··· SUPPLIED RECORDS

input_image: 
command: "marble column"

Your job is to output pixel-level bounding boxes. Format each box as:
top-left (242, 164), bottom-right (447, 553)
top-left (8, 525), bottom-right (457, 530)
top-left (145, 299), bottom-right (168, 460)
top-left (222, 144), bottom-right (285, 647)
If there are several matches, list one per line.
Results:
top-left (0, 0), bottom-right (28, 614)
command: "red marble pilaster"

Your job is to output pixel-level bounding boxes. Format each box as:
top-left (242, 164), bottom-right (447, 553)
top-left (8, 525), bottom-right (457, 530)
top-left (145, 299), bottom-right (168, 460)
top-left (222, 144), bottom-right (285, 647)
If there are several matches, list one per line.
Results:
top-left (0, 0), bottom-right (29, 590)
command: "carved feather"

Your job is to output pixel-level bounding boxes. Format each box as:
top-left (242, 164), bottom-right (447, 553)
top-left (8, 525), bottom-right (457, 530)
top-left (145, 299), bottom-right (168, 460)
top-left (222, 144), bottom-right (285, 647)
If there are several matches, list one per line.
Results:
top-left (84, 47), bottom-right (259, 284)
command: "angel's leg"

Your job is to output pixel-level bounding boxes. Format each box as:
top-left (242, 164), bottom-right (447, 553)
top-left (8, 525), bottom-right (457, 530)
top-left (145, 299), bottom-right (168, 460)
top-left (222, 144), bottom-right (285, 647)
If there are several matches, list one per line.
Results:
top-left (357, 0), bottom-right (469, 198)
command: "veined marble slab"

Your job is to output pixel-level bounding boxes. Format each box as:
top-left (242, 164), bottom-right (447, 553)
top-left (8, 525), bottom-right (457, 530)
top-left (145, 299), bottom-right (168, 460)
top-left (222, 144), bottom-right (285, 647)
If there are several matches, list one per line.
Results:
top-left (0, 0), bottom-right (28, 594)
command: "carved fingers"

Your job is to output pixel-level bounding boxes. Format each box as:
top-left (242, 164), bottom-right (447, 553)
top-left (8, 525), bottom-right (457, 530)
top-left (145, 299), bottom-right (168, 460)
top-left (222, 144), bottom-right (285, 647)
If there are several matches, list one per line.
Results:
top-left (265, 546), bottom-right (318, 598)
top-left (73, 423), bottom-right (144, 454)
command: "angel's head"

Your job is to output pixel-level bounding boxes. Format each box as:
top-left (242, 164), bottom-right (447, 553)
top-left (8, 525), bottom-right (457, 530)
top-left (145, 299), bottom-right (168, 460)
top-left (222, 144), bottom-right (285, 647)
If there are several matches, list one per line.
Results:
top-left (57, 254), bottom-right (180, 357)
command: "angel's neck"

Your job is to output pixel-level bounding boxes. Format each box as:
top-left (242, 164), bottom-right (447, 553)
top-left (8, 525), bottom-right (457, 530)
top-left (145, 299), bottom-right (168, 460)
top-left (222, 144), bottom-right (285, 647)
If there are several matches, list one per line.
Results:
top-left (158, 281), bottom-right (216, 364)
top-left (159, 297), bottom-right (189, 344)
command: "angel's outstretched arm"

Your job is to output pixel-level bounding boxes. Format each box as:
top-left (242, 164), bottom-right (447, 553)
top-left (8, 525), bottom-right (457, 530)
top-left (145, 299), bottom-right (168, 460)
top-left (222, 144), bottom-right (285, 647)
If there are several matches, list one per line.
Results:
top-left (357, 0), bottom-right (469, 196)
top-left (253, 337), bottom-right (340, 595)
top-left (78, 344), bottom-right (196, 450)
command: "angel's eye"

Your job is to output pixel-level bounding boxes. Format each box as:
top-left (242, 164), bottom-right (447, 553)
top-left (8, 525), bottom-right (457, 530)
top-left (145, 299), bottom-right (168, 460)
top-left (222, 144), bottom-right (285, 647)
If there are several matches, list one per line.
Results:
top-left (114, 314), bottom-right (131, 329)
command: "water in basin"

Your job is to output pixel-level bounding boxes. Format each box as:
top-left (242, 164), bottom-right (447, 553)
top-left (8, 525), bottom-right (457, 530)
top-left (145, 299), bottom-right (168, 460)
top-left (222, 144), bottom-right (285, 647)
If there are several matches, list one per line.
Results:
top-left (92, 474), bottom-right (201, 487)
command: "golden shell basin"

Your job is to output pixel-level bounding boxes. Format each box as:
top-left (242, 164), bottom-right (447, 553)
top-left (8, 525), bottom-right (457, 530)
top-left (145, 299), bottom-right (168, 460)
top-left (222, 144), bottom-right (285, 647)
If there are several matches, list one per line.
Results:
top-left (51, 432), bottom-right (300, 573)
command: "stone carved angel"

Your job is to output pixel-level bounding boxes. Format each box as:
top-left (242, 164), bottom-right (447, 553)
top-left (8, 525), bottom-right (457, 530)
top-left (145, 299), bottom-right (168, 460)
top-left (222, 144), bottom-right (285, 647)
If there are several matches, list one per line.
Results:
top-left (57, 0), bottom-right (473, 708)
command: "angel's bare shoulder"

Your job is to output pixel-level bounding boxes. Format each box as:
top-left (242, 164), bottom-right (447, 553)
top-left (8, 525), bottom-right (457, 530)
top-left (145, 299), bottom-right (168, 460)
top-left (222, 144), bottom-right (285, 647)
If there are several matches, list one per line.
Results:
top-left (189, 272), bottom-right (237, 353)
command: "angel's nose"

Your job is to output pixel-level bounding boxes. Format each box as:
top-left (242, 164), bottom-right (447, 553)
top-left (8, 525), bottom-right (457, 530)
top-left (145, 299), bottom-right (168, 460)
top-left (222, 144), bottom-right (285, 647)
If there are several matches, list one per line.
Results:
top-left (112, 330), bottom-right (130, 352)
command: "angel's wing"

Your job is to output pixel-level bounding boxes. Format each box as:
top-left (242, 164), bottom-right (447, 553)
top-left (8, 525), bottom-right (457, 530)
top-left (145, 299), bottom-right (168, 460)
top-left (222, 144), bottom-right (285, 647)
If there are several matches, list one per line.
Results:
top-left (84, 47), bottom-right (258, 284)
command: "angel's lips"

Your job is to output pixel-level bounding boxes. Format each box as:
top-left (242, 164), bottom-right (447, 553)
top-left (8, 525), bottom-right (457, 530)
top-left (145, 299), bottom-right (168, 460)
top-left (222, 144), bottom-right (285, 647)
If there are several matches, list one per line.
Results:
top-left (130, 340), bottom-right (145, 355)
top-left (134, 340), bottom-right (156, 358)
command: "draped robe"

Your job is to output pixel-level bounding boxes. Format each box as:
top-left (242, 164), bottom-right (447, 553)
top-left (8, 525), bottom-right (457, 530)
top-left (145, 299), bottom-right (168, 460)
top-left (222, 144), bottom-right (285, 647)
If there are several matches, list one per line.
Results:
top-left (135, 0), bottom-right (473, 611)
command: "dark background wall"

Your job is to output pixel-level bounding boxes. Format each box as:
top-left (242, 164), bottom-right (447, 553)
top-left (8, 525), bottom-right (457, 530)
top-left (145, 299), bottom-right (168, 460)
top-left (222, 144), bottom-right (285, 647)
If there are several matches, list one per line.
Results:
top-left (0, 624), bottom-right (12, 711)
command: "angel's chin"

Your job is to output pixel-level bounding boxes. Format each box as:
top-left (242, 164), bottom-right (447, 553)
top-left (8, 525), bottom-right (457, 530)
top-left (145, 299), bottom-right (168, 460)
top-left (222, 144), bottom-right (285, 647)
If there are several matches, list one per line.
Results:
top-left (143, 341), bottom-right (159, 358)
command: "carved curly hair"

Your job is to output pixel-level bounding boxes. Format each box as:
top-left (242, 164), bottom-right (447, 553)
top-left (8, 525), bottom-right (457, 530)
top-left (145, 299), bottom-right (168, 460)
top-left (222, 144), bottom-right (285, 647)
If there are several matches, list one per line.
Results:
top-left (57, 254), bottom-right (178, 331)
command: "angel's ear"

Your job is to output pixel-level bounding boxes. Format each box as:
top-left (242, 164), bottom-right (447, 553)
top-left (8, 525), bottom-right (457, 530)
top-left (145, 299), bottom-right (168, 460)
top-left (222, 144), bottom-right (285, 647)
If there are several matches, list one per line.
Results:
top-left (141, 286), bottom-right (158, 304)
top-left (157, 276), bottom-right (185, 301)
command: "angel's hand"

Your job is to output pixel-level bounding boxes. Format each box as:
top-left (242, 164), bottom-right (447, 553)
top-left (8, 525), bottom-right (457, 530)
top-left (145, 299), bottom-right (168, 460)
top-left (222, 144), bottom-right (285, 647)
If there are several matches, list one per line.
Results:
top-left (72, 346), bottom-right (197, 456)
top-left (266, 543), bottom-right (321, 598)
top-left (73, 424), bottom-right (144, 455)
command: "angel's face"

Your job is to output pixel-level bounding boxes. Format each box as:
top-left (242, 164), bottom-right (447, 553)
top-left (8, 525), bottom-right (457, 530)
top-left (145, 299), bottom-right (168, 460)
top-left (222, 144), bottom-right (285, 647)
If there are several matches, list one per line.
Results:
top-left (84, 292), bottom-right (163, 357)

······

ACTIVITY: Filter the entries down to the lines that hold "basin". Copy those lines.

FINISHED TASK:
command: "water in basin"
command: "golden shell basin"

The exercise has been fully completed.